Objectif énoncé 1
Restituez sous forme de liste JSON de chaînes, à raison d'une chaîne par ligne et sans les lignes vides, les lignes extraites allant de la ligne qui contient "Could you point to the lamp" jusqu'à la ligne qui contient "(1202, 528)", ces deux lignes comprises.

Section du document
□ □ □
Tant pis, j'appellerai cette pièce Gribouille.
- Essayer de dire Crainquebille.
- Ne me demandez pas ça.
- Voyons, chère madame, Crain-que-bille.
- Non, non, Gribouille, Gribouille !

« Irrévocablement. »
Tout petit, j'étais plein de respect pour ce magnifique adverbe. J'ai appris, au théâtre, à le mépriser.

Le public n'écoute pas une tirade, mais il a le sens de sa durée, et c'est presque toujours juste à la fin que ses applaudissements partent. Le bon acteur sait l'avertir par un geste, un éclat de voix ou quelques syllabes moribondes. Il faut qu'il ait besoin de souffler au moment précis où nos mains prennent leur essor. Avec un peu de complaisance réciproque, le coup ne peut pas ne pas réussir

Un auteur qui débute voudrait finir son petit acte par un mot à effet, mais par quel mot ?
□ □ □
Lignes extraites
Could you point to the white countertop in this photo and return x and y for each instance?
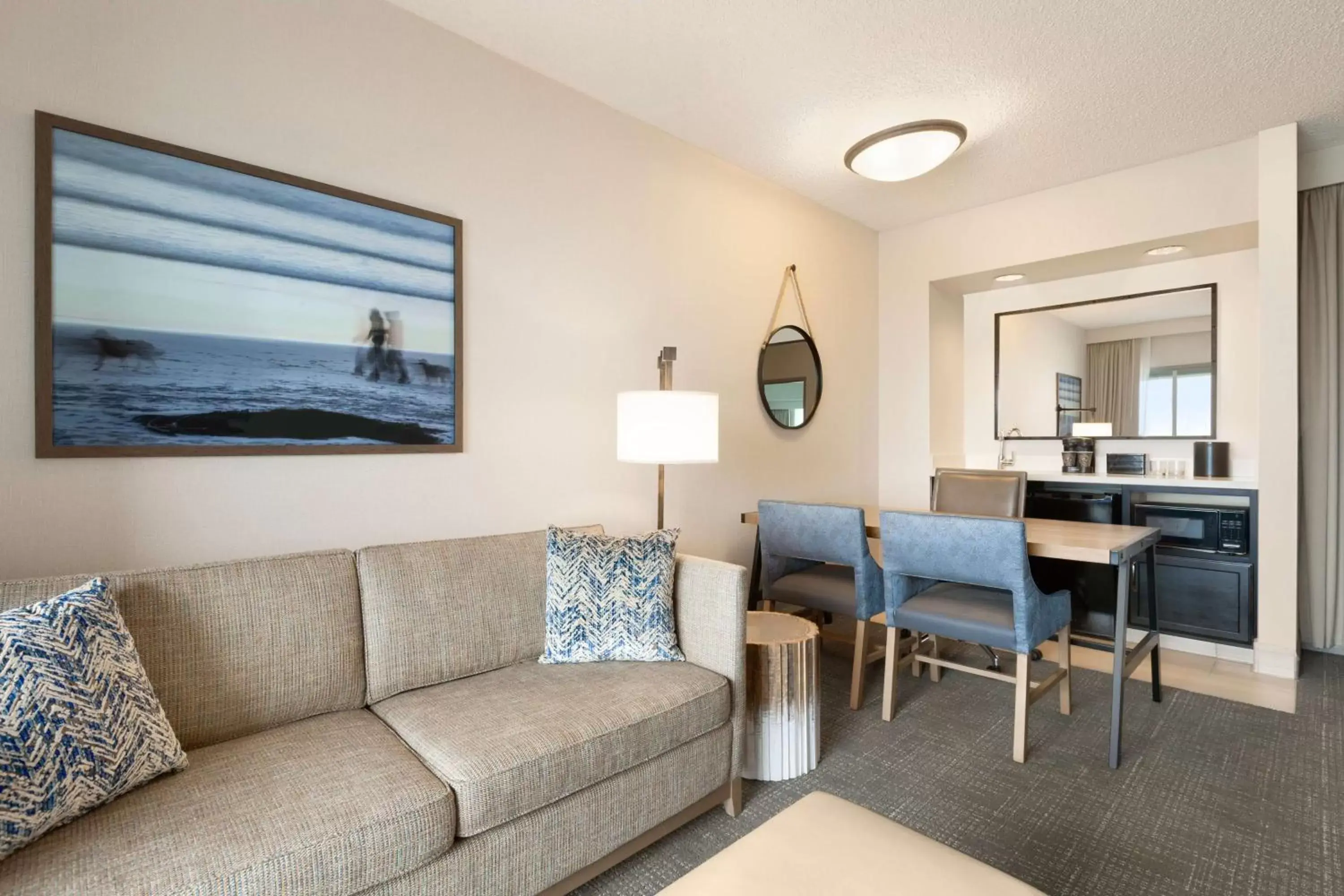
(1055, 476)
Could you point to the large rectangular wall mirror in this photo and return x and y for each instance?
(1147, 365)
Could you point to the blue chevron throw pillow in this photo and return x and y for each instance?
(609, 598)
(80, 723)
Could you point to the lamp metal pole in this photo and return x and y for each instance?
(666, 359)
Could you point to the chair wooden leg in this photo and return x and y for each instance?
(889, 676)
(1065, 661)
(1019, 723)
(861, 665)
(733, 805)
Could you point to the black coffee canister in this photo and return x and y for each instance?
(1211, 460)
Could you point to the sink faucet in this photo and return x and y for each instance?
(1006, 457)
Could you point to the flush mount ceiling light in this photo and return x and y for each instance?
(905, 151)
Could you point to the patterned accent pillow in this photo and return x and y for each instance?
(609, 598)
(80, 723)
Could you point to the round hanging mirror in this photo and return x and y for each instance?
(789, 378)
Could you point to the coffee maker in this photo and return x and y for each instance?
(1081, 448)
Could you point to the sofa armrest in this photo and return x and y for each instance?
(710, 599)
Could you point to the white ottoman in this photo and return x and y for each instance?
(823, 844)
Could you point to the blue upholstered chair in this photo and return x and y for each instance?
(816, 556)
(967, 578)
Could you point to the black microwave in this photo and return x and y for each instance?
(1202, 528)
□ □ □
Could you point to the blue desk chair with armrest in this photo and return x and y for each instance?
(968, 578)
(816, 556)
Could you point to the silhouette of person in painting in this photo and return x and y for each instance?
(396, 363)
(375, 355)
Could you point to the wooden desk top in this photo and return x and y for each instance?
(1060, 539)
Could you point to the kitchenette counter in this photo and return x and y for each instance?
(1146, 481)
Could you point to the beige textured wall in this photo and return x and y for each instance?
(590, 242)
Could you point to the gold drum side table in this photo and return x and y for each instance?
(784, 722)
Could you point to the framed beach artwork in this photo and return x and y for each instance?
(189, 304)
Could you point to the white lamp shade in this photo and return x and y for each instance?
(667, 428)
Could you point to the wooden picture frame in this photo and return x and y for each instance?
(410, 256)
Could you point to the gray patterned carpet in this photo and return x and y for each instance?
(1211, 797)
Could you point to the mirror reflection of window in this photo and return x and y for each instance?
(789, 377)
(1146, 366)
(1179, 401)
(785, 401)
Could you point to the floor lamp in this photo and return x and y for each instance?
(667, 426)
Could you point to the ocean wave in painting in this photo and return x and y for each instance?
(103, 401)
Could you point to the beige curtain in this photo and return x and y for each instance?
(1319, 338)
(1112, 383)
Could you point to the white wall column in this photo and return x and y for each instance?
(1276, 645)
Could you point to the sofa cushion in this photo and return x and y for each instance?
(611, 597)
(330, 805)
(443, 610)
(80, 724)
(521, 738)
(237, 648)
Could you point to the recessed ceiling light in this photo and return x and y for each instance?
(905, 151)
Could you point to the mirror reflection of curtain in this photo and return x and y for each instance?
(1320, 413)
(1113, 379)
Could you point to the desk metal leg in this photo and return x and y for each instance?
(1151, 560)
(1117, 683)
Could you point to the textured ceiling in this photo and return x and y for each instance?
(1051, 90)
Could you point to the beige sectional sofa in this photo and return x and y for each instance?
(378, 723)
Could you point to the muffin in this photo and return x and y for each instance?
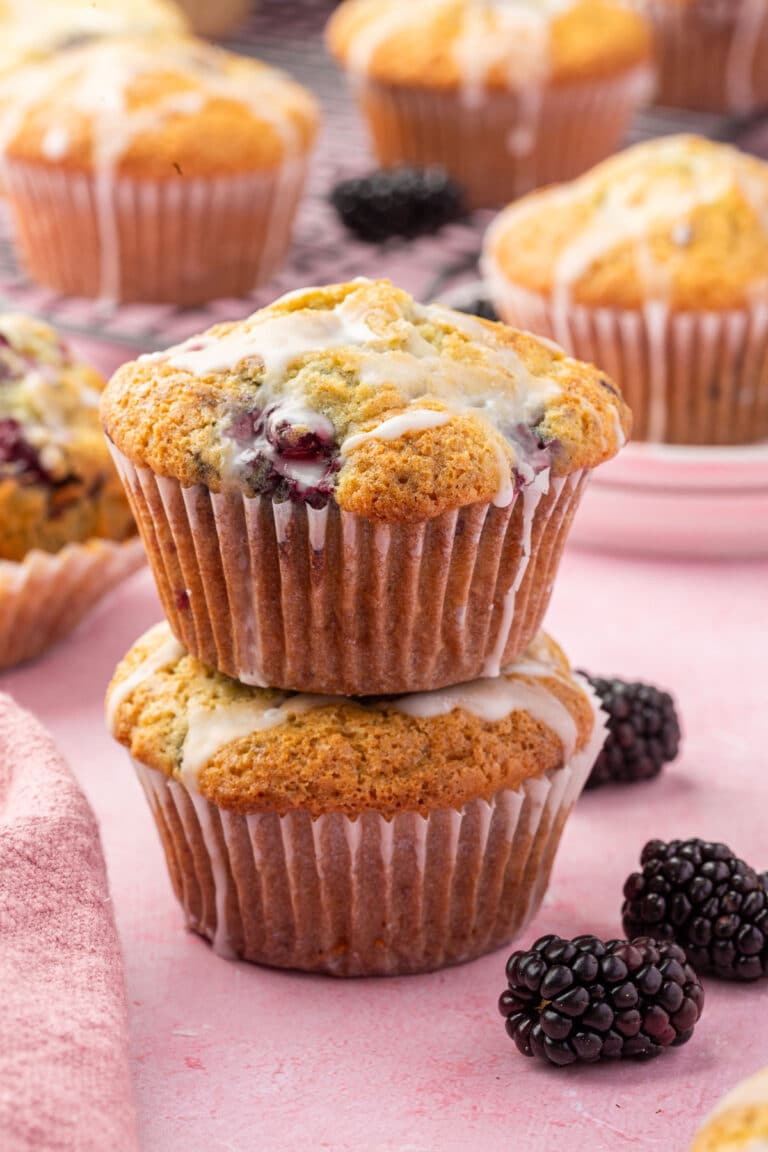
□ □ □
Objectif énoncé 2
Répondez brièvement aux questions suivantes sur la section du document.
(a) Quel nom est donné à la pièce dans la toute première phrase ?
(b) Quel adverbe le narrateur respectait-il quand il était tout petit ?
(c) À quel moment d'une tirade les applaudissements du public partent-ils presque toujours ?

Solution complète 1
[
  "Could you point to the lamp metal pole in this photo and return x and y for each instance?",
  "(666, 359)",
  "Could you point to the chair wooden leg in this photo and return x and y for each instance?",
  "(889, 676)",
  "(1065, 661)",
  "(1019, 723)",
  "(861, 665)",
  "(733, 805)",
  "Could you point to the black coffee canister in this photo and return x and y for each instance?",
  "(1211, 460)",
  "Could you point to the sink faucet in this photo and return x and y for each instance?",
  "(1006, 457)",
  "Could you point to the flush mount ceiling light in this photo and return x and y for each instance?",
  "(905, 151)",
  "Could you point to the patterned accent pillow in this photo and return x and y for each instance?",
  "(609, 598)",
  "(80, 723)",
  "Could you point to the round hanging mirror in this photo and return x and y for each instance?",
  "(789, 378)",
  "Could you point to the coffee maker in this photo and return x and y for each instance?",
  "(1081, 448)",
  "Could you point to the sofa armrest in this photo and return x and y for each instance?",
  "(710, 599)",
  "Could you point to the white ottoman in this photo and return x and y for each instance?",
  "(823, 844)",
  "Could you point to the blue upholstered chair in this photo and return x and y for each instance?",
  "(816, 556)",
  "(967, 578)",
  "Could you point to the black microwave in this photo and return x and y for each instance?",
  "(1202, 528)"
]

Solution complète 2
(a) Gribouille.
(b) « Irrévocablement ».
(c) Juste à la fin.